This chapter is a word-for-word transcription of the letter Lanyon sent to Utterson, one which he intended to be opened after Lanyon and
Jekyll's deaths.
Lanyon writes that after Jekyll's last dinner party, he received a letter from him. The letter asked Lanyon to go to Jekyll's home, remove a drawer from his lab, return with this drawer to his own home, and wait for a man who would come to claim it. The letter seems to have been written in a mood of desperation.
Lanyon duly went to Jekyll's home, where he was met by Poole and a locksmith. They broke into the lab and Lanyon returned home with the drawer. Within the drawer, Lanyon finds several vials and a notebook recording years of experiments, but there is no hint of what the experiments involve. He waits for his visitor, increasingly certain that Jekyll must be insane.

(Source material)

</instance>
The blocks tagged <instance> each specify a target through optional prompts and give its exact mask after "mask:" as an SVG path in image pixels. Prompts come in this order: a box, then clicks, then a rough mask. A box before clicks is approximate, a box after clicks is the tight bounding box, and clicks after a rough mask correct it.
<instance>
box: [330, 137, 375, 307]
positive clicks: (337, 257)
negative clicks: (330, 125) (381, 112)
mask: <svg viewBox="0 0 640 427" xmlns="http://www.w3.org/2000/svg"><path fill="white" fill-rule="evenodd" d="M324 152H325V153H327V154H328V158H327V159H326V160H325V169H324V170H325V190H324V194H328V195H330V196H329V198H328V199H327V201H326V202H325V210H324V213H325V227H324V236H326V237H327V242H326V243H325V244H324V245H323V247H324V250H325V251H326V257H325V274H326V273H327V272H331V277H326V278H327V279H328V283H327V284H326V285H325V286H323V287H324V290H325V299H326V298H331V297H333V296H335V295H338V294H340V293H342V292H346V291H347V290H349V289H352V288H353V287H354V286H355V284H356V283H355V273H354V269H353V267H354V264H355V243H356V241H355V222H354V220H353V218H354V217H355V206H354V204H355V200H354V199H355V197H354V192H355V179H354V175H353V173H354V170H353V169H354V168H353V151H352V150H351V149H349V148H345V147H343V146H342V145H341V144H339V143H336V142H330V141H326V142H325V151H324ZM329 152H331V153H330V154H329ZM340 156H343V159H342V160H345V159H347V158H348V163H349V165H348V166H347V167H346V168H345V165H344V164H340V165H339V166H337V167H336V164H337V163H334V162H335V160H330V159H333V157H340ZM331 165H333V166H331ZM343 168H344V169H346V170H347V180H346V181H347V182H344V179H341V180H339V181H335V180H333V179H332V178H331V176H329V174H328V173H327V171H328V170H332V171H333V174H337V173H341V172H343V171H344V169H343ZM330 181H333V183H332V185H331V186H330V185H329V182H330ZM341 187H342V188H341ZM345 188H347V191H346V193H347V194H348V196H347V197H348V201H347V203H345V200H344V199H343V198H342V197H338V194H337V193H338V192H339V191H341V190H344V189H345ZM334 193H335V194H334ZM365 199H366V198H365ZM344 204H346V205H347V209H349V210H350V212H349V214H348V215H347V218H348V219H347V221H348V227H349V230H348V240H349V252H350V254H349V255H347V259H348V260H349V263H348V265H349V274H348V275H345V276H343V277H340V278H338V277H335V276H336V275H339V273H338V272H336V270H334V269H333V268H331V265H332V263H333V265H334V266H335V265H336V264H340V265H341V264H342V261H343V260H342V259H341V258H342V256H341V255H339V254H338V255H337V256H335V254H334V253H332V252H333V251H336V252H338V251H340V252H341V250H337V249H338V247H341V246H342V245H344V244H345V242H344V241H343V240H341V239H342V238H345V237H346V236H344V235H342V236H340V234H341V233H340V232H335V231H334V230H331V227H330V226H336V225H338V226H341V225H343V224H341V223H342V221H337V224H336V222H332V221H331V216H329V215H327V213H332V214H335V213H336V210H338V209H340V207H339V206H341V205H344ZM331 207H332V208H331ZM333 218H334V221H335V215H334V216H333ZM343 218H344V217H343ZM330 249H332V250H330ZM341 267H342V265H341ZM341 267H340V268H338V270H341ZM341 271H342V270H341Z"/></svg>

(Assignment 1) From the summary of Lanyon's letter, reproduce the passage starting with "This chapter is" and going on through "Jekyll's deaths.".
(Assignment 2)
Answer these questions using the summary of Lanyon's letter:
(a) When did Lanyon intend his letter to Utterson to be opened?
(b) Who met Lanyon at Jekyll's home?
(c) What did Lanyon find inside the drawer?
(Assignment 3) Write the next part of the summary of Lanyon's letter, picking up after its final sentence.

(Response box 1)
This chapter is a word-for-word transcription of the letter Lanyon sent to Utterson, one which he intended to be opened after Lanyon and
Jekyll's deaths.

(Response box 2)
(a) After Lanyon's and Jekyll's deaths.
(b) Poole and a locksmith.
(c) Several vials and a notebook recording years of experiments.

(Response box 3)
At the stroke of midnight, Mr. Hyde appears, to claim the drawer. Hyde is nervous and excited. He avoids polite conversation, intent on the contents of the drawer. In a burst of theatricality, Hyde asks Lanyon to witness something that he claims would stagger the unbelief of Satan. Taking up the vial, he tells Lanyon that his skepticism of transcendental medicine will now be disproved. Before Lanyon's eyes, the deformed man drinks the vial and turns into Dr. Jekyll. Lanyon here closes his narrative, stating that what Jekyll told him afterwards is too shocking to repeat.
This chapter is a transcription of the letter Jekyll left for Utterson in the laboratory.
Jekyll writes how he was born to a large inheritance, a healthy body, and a hard-working, decent nature. His idealism allowed him to maintain a respectable seriousness in public while hiding his more frivolous and indecent side. By the time he was fully-grown, he found himself leading a dual life. When his scientific interests led to mystical studies in the divided nature of man, he hoped to find some solution. Jekyll insists that man is not truly one, but truly two. He dreamed of separating the good and evil natures within man.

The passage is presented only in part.